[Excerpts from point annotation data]
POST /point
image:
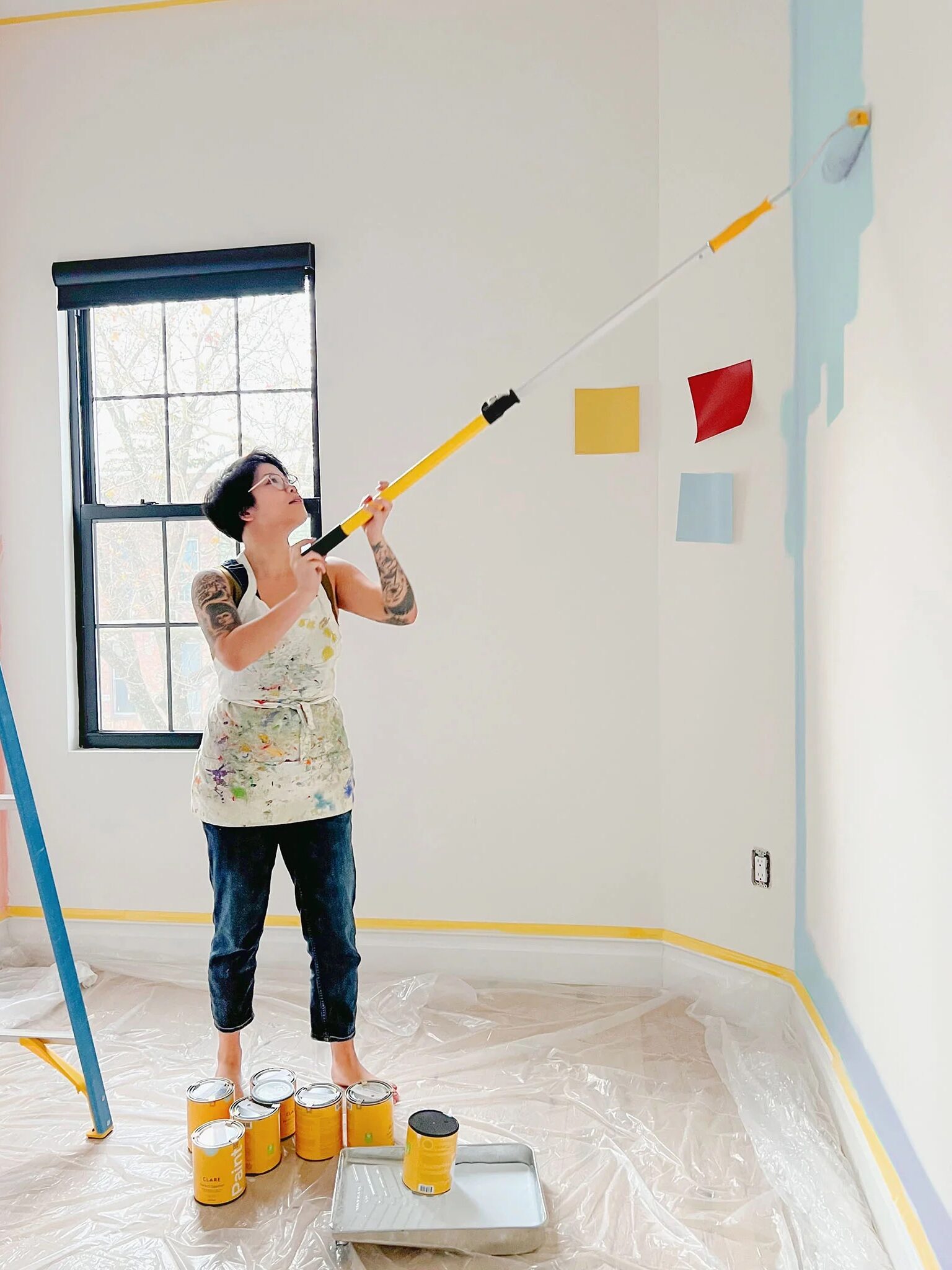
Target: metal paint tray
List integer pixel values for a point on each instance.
(495, 1204)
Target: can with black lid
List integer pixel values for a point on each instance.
(431, 1152)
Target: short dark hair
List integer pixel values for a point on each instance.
(230, 494)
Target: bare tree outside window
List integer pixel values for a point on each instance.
(178, 390)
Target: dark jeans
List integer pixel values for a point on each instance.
(320, 861)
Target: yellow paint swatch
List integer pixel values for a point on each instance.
(607, 420)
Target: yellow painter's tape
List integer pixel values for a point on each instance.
(588, 933)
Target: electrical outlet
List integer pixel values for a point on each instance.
(760, 868)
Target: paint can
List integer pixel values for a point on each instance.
(431, 1152)
(277, 1085)
(369, 1114)
(262, 1134)
(219, 1161)
(208, 1100)
(319, 1110)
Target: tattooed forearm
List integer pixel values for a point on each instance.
(398, 593)
(214, 605)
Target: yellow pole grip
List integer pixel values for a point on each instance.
(419, 470)
(738, 226)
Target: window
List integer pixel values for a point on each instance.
(178, 365)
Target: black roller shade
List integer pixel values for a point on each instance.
(184, 276)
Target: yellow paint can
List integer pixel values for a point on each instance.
(431, 1152)
(319, 1110)
(208, 1100)
(277, 1085)
(369, 1114)
(219, 1161)
(262, 1134)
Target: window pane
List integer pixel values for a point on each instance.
(128, 561)
(133, 685)
(275, 340)
(282, 425)
(201, 342)
(130, 445)
(193, 545)
(202, 440)
(127, 351)
(192, 678)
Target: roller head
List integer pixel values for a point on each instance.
(844, 149)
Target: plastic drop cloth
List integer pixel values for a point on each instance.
(672, 1128)
(30, 992)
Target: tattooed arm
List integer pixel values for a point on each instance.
(390, 600)
(238, 644)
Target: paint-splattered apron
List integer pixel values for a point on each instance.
(275, 750)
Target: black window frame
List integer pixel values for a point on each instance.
(88, 513)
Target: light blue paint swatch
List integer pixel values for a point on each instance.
(706, 507)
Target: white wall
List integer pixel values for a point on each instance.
(879, 603)
(482, 186)
(725, 613)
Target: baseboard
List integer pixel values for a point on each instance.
(545, 959)
(653, 959)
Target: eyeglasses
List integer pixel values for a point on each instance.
(277, 481)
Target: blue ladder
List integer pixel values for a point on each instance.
(89, 1082)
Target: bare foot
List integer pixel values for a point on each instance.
(231, 1071)
(347, 1070)
(230, 1060)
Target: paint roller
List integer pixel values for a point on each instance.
(840, 150)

### Work instructions
Reproduce all entries without any change, and omit the pictures.

### Answer to this problem
POST /point
image:
Target: metal paint tray
List integer pixel values for a point on each instance.
(495, 1204)
Target: can with black lid
List integer pixel values for a point on each instance.
(431, 1152)
Target: short dark hair
List integer pixel values for a point on each instance.
(230, 494)
Target: bare tree outside window
List integer pixel values for a point on each instance.
(178, 390)
Target: dark jeans
List integer pixel values for a point on each instance.
(320, 861)
Target: yellow paint swatch
List integer pixel values for a point on each instance.
(607, 420)
Target: yellow painter's tape
List integer pixel values for a point on each instance.
(588, 933)
Target: electrical outlet
List integer pixel values for a point on each instance.
(760, 868)
Target: paint can
List integer pixel values for a point on each instance.
(431, 1152)
(277, 1085)
(369, 1114)
(262, 1134)
(219, 1161)
(208, 1100)
(319, 1110)
Target: tattooed forearm
List integer pixel values for a point on each instance.
(398, 593)
(214, 605)
Target: yellow pole grip
List integer pixel values for a point on each instance.
(419, 470)
(738, 226)
Target: window
List integer pixel values for a point on each instance.
(178, 365)
Target: black roller shade
List integer pixel values for a point on each instance.
(184, 276)
Target: yellow paint can
List integer pixel values for a point on each instance.
(431, 1152)
(319, 1110)
(208, 1100)
(277, 1085)
(369, 1114)
(219, 1161)
(262, 1134)
Target: window pane
List integer pixel values for a point on each instance.
(128, 561)
(133, 685)
(275, 340)
(282, 425)
(201, 342)
(130, 445)
(193, 545)
(202, 440)
(127, 351)
(192, 678)
Target: roller head
List integer pixel values for a point on each instance.
(844, 149)
Target: plastic drop cloth
List integer pixel values for a point on each instance.
(672, 1128)
(30, 992)
Target: tattooed arm
List integer pixel values for a point on each instance.
(390, 600)
(238, 644)
Target: paint-splattered apron
List integer pixel values for a point on each instance.
(275, 750)
Target: black window frame
List integer pixel values for a point on each instance.
(88, 513)
Target: light blue paint swatch
List integer pixel values for a point on each instance.
(706, 507)
Target: white wall
List integer pixel values for a point on each instance.
(879, 603)
(482, 186)
(725, 613)
Target: baseboard
List integer pixel values for a point on each instance.
(545, 959)
(653, 959)
Target: eyeglasses
List integer pixel values for a point on each instance.
(277, 481)
Target: blue ladder
List integer pixel values for a point on each instance.
(89, 1082)
Target: bare foot
List integer pixel values for a point on each instance.
(231, 1071)
(347, 1070)
(230, 1060)
Target: paint roller
List integer pixel values for a point on each instance.
(840, 150)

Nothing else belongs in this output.